▶ _GOAL OF THE EXERCISE_
Put the lines below into a JSON array of strings, one string per line, with blank lines and pictures omitted.

▶ _PROVIDED MATERIAL_

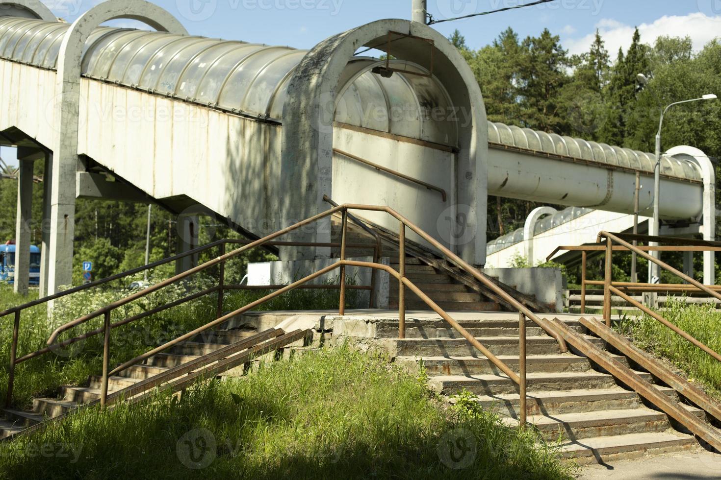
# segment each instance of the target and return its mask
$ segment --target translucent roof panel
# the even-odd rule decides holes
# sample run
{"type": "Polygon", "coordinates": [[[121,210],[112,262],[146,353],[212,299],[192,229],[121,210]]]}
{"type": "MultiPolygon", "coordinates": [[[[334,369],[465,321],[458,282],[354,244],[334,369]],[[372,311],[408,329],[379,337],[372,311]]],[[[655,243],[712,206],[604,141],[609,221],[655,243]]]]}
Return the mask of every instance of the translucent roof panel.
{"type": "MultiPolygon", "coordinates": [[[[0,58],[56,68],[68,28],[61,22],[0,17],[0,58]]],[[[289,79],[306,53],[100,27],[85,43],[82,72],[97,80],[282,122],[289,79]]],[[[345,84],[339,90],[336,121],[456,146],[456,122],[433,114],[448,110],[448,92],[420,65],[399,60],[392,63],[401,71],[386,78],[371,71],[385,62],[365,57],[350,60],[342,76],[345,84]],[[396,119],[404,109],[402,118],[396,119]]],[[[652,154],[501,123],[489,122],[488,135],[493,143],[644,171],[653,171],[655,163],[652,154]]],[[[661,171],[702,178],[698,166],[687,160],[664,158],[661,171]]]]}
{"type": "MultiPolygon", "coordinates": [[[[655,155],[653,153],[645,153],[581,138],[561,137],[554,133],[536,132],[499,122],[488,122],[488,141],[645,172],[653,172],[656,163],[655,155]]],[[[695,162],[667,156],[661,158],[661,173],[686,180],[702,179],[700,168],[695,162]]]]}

▶ _ANSWER FOR THE TASK_
[
  "# segment each instance of the target and return its mask",
  "$ segment --target translucent roof panel",
  "# the even-odd rule decides holes",
  "# sample run",
  "{\"type\": \"Polygon\", \"coordinates\": [[[121,210],[112,262],[146,353],[212,299],[192,229],[121,210]]]}",
  "{\"type\": \"MultiPolygon\", \"coordinates\": [[[[334,369],[465,321],[458,282],[354,244],[334,369]],[[372,311],[408,329],[379,337],[372,311]]],[[[655,243],[712,206],[604,141],[609,221],[655,243]]]]}",
  "Return the mask of every instance of the translucent roof panel.",
  "{\"type\": \"MultiPolygon\", \"coordinates\": [[[[0,58],[56,68],[68,28],[61,22],[0,17],[0,58]]],[[[289,79],[306,53],[100,27],[85,43],[82,72],[97,80],[282,122],[289,79]]],[[[345,84],[339,90],[336,121],[456,146],[456,122],[433,114],[448,110],[448,92],[420,65],[399,60],[392,63],[401,71],[386,78],[371,71],[385,62],[365,57],[350,60],[342,76],[345,84]],[[396,119],[404,109],[402,118],[396,119]]],[[[652,154],[501,123],[489,122],[488,135],[493,143],[644,171],[653,171],[655,163],[652,154]]],[[[661,171],[702,178],[698,166],[687,160],[664,158],[661,171]]]]}",
  "{\"type\": \"MultiPolygon\", \"coordinates\": [[[[655,155],[653,153],[645,153],[581,138],[561,137],[554,133],[536,132],[499,122],[488,122],[488,141],[645,172],[653,172],[656,163],[655,155]]],[[[695,162],[667,156],[661,158],[661,173],[686,180],[702,179],[700,168],[695,162]]]]}"
]